=== Section Start ===
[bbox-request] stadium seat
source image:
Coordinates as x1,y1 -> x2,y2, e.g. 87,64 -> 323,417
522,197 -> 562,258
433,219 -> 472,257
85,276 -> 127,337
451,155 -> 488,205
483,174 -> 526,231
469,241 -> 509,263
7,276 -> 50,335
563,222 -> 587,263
=== Section End ===
_HOW TO COMPLETE THIS TASK_: Would you please write out the entries again exactly?

_FINISHED EXERCISE_:
[bbox-request] stadium seat
source image:
Coordinates as x1,y1 -> x2,y2, e.g. 87,64 -> 323,417
522,197 -> 562,258
433,219 -> 472,257
85,276 -> 127,337
451,155 -> 488,205
483,174 -> 526,231
469,241 -> 509,263
7,276 -> 50,335
563,222 -> 587,263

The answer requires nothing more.